- _LAVORO DA SVOLGERE_
Per favore, esprimi come lista JSON di stringhe le righe dei dati a partire da quella che contiene "obj: red football socks" e fino a quella che contiene "left=358, top=310, right=400, bottom=330", entrambe comprese. Metti una stringa per ogni riga e tralascia le righe vuote.

- _DATI ARCHIVIATI_

◇ ◇ ◇ ◇ ◇

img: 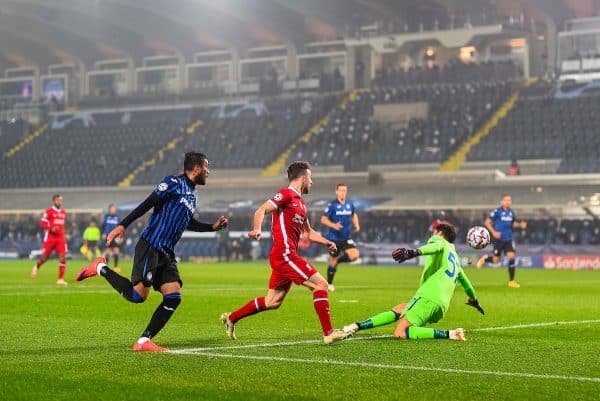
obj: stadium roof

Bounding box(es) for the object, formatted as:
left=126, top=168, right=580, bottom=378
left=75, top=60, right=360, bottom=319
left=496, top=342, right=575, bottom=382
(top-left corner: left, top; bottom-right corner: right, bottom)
left=0, top=0, right=598, bottom=68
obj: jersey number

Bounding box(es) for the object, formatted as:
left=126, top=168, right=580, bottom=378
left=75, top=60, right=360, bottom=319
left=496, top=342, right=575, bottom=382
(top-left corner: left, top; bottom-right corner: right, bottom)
left=445, top=253, right=458, bottom=278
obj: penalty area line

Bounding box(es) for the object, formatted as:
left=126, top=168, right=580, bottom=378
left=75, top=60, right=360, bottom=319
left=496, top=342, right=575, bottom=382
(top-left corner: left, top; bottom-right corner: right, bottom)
left=170, top=352, right=600, bottom=383
left=169, top=319, right=600, bottom=354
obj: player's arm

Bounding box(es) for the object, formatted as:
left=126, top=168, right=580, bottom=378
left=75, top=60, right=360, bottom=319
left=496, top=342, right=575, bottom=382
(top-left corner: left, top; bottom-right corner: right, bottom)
left=186, top=216, right=229, bottom=233
left=40, top=212, right=50, bottom=230
left=302, top=219, right=337, bottom=252
left=100, top=215, right=106, bottom=239
left=248, top=199, right=277, bottom=240
left=458, top=269, right=485, bottom=315
left=106, top=192, right=164, bottom=245
left=352, top=213, right=360, bottom=233
left=392, top=240, right=444, bottom=263
left=321, top=203, right=342, bottom=231
left=513, top=212, right=527, bottom=230
left=485, top=217, right=500, bottom=238
left=321, top=215, right=342, bottom=231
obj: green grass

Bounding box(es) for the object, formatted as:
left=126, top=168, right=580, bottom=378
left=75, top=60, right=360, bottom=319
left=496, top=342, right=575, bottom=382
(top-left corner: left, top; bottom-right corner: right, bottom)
left=0, top=261, right=600, bottom=400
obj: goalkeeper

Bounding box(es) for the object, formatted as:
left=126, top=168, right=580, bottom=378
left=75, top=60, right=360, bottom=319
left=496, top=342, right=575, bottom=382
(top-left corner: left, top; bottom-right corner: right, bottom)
left=344, top=223, right=484, bottom=341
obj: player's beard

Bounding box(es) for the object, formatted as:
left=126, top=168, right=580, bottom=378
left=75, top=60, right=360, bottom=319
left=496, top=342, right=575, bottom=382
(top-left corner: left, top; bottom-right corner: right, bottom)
left=194, top=174, right=206, bottom=185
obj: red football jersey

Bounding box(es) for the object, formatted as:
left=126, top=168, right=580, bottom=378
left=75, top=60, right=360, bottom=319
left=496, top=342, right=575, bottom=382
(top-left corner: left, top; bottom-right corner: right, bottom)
left=40, top=206, right=67, bottom=241
left=269, top=187, right=307, bottom=256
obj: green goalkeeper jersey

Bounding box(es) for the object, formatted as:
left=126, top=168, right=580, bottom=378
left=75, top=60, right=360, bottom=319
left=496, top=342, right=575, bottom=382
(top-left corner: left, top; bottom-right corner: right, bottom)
left=416, top=235, right=477, bottom=314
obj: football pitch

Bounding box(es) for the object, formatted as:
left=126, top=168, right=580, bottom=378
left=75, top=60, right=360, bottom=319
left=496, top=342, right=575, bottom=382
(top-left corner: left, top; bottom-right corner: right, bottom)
left=0, top=260, right=600, bottom=400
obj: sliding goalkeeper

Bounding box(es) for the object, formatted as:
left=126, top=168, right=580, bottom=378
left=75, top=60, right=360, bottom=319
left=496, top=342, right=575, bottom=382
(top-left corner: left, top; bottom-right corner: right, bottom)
left=344, top=223, right=484, bottom=341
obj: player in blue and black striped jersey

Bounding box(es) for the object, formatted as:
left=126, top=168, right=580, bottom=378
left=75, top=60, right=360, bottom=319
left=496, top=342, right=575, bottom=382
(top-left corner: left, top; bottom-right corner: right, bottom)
left=102, top=203, right=121, bottom=273
left=75, top=152, right=228, bottom=352
left=477, top=194, right=527, bottom=288
left=321, top=183, right=360, bottom=291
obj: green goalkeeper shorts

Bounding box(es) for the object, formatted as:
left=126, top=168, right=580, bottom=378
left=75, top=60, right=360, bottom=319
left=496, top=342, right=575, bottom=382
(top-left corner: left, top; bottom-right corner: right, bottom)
left=401, top=297, right=444, bottom=327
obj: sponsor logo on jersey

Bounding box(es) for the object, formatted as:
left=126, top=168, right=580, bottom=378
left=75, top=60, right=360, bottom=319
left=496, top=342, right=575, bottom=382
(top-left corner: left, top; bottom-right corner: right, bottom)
left=179, top=197, right=195, bottom=213
left=335, top=210, right=352, bottom=216
left=292, top=213, right=306, bottom=224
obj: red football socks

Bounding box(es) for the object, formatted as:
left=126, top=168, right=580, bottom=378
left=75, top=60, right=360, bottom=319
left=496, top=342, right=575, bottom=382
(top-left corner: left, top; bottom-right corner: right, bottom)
left=313, top=290, right=333, bottom=336
left=58, top=263, right=67, bottom=279
left=229, top=297, right=267, bottom=323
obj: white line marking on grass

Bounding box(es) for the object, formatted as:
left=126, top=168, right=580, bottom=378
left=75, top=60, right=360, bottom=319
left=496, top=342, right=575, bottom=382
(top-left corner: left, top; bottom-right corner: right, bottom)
left=170, top=319, right=600, bottom=354
left=171, top=352, right=600, bottom=383
left=0, top=288, right=115, bottom=297
left=472, top=319, right=600, bottom=332
left=169, top=335, right=391, bottom=354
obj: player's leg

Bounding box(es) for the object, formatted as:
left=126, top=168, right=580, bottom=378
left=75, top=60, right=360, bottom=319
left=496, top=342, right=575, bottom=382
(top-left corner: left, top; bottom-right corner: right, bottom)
left=327, top=252, right=339, bottom=291
left=31, top=239, right=56, bottom=278
left=221, top=270, right=292, bottom=340
left=344, top=301, right=412, bottom=334
left=55, top=241, right=67, bottom=285
left=56, top=253, right=67, bottom=286
left=75, top=239, right=152, bottom=303
left=112, top=246, right=121, bottom=273
left=133, top=255, right=182, bottom=352
left=104, top=241, right=112, bottom=261
left=506, top=244, right=521, bottom=288
left=302, top=268, right=350, bottom=344
left=339, top=248, right=360, bottom=263
left=394, top=297, right=465, bottom=341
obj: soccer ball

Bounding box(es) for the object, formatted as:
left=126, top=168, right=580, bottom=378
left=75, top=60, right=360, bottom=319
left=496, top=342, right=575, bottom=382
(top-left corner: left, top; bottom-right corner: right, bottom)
left=467, top=226, right=491, bottom=249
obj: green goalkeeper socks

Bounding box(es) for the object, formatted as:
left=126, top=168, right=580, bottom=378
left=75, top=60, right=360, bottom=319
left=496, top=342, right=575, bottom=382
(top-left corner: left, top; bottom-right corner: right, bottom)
left=406, top=326, right=449, bottom=340
left=358, top=310, right=400, bottom=330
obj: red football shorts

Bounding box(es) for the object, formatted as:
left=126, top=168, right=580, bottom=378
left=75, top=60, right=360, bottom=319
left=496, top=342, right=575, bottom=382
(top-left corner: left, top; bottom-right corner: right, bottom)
left=44, top=236, right=67, bottom=256
left=269, top=253, right=317, bottom=290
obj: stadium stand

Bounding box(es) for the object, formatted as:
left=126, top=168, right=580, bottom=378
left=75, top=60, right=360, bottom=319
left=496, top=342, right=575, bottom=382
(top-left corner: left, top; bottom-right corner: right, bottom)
left=467, top=84, right=600, bottom=174
left=133, top=96, right=337, bottom=184
left=0, top=211, right=600, bottom=259
left=290, top=83, right=510, bottom=165
left=0, top=108, right=191, bottom=188
left=374, top=60, right=522, bottom=86
left=0, top=119, right=33, bottom=155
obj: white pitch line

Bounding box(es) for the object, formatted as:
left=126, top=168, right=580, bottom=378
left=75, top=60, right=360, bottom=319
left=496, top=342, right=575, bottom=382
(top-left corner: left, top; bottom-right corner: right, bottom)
left=173, top=352, right=600, bottom=383
left=466, top=319, right=600, bottom=332
left=169, top=335, right=391, bottom=354
left=169, top=319, right=600, bottom=354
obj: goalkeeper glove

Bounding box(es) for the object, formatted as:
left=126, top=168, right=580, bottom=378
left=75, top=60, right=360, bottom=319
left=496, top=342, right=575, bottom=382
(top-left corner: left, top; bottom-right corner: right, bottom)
left=392, top=248, right=421, bottom=263
left=466, top=299, right=485, bottom=315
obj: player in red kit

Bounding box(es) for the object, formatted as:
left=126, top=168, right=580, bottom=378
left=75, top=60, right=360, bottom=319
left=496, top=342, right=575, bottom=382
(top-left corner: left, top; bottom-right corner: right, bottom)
left=221, top=161, right=348, bottom=344
left=31, top=194, right=67, bottom=285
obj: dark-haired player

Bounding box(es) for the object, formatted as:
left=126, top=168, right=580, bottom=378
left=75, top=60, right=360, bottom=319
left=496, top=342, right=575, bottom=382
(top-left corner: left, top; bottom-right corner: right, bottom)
left=221, top=161, right=348, bottom=344
left=102, top=203, right=121, bottom=273
left=31, top=194, right=67, bottom=286
left=75, top=152, right=228, bottom=352
left=477, top=194, right=527, bottom=288
left=344, top=223, right=484, bottom=341
left=321, top=183, right=360, bottom=291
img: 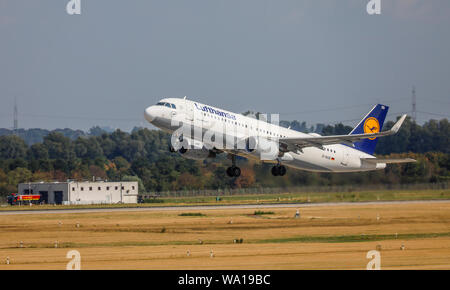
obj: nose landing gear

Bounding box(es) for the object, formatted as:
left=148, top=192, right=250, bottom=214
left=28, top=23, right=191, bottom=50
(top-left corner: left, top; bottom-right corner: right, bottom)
left=272, top=164, right=286, bottom=176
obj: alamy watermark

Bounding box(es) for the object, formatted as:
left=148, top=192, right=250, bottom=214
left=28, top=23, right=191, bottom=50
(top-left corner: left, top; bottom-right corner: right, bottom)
left=366, top=0, right=381, bottom=15
left=66, top=0, right=81, bottom=15
left=66, top=0, right=381, bottom=15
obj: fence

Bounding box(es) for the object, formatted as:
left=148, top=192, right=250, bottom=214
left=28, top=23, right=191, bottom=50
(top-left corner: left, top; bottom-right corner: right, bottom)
left=142, top=182, right=450, bottom=199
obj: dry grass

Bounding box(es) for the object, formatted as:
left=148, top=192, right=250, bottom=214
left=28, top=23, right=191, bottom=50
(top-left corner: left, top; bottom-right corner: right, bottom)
left=0, top=202, right=450, bottom=269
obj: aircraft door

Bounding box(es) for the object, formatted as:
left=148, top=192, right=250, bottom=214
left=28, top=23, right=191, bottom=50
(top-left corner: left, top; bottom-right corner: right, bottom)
left=184, top=99, right=194, bottom=121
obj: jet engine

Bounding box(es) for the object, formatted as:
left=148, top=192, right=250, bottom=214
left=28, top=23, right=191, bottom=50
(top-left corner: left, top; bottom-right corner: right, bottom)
left=178, top=137, right=216, bottom=160
left=245, top=136, right=280, bottom=160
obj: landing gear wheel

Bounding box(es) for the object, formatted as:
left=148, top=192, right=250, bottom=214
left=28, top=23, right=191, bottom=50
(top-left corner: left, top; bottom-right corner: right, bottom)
left=227, top=167, right=234, bottom=177
left=233, top=167, right=241, bottom=177
left=272, top=165, right=286, bottom=176
left=272, top=166, right=280, bottom=176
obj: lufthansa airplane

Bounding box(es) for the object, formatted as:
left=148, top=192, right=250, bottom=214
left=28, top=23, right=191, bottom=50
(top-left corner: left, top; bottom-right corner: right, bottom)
left=144, top=97, right=415, bottom=177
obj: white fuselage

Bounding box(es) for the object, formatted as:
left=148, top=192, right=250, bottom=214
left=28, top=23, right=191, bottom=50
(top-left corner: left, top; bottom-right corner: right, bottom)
left=145, top=98, right=386, bottom=172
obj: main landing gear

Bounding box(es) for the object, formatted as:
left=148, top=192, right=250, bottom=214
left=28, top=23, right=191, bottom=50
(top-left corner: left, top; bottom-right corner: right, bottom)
left=272, top=164, right=286, bottom=176
left=227, top=155, right=241, bottom=177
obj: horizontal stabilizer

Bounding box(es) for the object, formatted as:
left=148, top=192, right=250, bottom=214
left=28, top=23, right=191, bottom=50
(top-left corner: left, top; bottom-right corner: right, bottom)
left=361, top=158, right=416, bottom=164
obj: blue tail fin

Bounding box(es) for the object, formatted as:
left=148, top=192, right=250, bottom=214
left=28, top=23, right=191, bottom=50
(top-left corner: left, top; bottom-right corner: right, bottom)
left=349, top=104, right=389, bottom=155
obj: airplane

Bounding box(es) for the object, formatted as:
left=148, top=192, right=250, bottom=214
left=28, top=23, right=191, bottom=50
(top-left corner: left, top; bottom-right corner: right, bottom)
left=144, top=97, right=415, bottom=177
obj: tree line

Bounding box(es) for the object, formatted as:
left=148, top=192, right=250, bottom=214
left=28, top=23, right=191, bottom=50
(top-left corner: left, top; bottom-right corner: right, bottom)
left=0, top=119, right=450, bottom=195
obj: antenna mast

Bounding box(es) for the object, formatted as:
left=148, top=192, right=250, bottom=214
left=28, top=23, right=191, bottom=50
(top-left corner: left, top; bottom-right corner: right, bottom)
left=412, top=86, right=417, bottom=123
left=14, top=98, right=19, bottom=134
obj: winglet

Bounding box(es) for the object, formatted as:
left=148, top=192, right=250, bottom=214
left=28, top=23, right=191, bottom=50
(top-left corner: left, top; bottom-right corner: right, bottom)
left=391, top=114, right=406, bottom=134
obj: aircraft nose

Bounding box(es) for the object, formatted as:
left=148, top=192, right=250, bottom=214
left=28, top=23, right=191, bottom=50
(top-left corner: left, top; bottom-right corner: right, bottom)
left=144, top=106, right=156, bottom=122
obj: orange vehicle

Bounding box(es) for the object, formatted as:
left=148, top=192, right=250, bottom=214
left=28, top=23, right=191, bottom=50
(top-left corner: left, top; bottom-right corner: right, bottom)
left=8, top=193, right=41, bottom=205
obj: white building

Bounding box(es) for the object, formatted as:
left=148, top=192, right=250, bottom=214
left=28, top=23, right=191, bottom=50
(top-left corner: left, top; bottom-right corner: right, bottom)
left=18, top=181, right=138, bottom=204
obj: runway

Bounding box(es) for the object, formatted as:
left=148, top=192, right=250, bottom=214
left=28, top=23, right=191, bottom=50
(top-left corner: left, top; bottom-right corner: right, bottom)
left=0, top=200, right=450, bottom=215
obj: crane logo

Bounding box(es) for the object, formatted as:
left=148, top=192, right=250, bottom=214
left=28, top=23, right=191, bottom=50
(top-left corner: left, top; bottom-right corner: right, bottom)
left=364, top=117, right=380, bottom=140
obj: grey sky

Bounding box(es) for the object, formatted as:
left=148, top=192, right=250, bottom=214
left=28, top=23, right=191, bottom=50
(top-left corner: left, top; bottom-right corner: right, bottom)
left=0, top=0, right=450, bottom=130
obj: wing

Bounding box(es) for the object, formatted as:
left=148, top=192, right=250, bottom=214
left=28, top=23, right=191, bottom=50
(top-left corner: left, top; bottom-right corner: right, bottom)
left=280, top=114, right=406, bottom=150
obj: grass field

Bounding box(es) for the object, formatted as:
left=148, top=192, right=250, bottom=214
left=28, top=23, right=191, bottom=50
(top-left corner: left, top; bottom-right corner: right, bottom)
left=0, top=201, right=450, bottom=269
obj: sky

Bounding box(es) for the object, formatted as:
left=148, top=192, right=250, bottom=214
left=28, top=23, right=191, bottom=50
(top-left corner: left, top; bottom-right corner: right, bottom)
left=0, top=0, right=450, bottom=131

◇ ◇ ◇ ◇ ◇

- _RISPOSTA_
[
  "obj: red football socks",
  "Bounding box(es) for the object, formatted as:",
  "left=126, top=168, right=580, bottom=378",
  "left=75, top=60, right=360, bottom=319",
  "left=496, top=342, right=575, bottom=382",
  "(top-left corner: left, top; bottom-right corner: right, bottom)",
  "left=313, top=290, right=333, bottom=336",
  "left=58, top=263, right=67, bottom=279",
  "left=229, top=297, right=267, bottom=323",
  "obj: white line marking on grass",
  "Bounding box(es) for the object, formatted as:",
  "left=126, top=168, right=580, bottom=378",
  "left=75, top=60, right=360, bottom=319",
  "left=496, top=342, right=575, bottom=382",
  "(top-left corner: left, top; bottom-right corner: right, bottom)",
  "left=170, top=319, right=600, bottom=354",
  "left=171, top=352, right=600, bottom=383",
  "left=0, top=288, right=115, bottom=297",
  "left=472, top=319, right=600, bottom=332",
  "left=169, top=335, right=391, bottom=354",
  "obj: player's leg",
  "Bounding box(es) for the object, formatted as:",
  "left=126, top=168, right=580, bottom=378",
  "left=75, top=60, right=360, bottom=319",
  "left=496, top=342, right=575, bottom=382",
  "(top-left corner: left, top; bottom-right corner: right, bottom)",
  "left=327, top=252, right=339, bottom=291",
  "left=31, top=239, right=56, bottom=278",
  "left=221, top=270, right=292, bottom=340",
  "left=344, top=301, right=412, bottom=334",
  "left=55, top=241, right=67, bottom=285",
  "left=56, top=253, right=67, bottom=286",
  "left=75, top=239, right=152, bottom=303",
  "left=112, top=246, right=121, bottom=273",
  "left=133, top=255, right=182, bottom=352",
  "left=104, top=241, right=112, bottom=261",
  "left=506, top=244, right=521, bottom=288",
  "left=302, top=268, right=350, bottom=344",
  "left=339, top=248, right=360, bottom=263",
  "left=394, top=297, right=465, bottom=341",
  "obj: soccer ball",
  "Bounding box(es) for the object, formatted as:",
  "left=126, top=168, right=580, bottom=378",
  "left=75, top=60, right=360, bottom=319",
  "left=496, top=342, right=575, bottom=382",
  "(top-left corner: left, top; bottom-right corner: right, bottom)",
  "left=467, top=226, right=491, bottom=249",
  "obj: green goalkeeper socks",
  "Bounding box(es) for the object, formatted as:",
  "left=126, top=168, right=580, bottom=378",
  "left=75, top=60, right=360, bottom=319",
  "left=496, top=342, right=575, bottom=382",
  "(top-left corner: left, top; bottom-right corner: right, bottom)",
  "left=406, top=326, right=449, bottom=340",
  "left=358, top=310, right=400, bottom=330"
]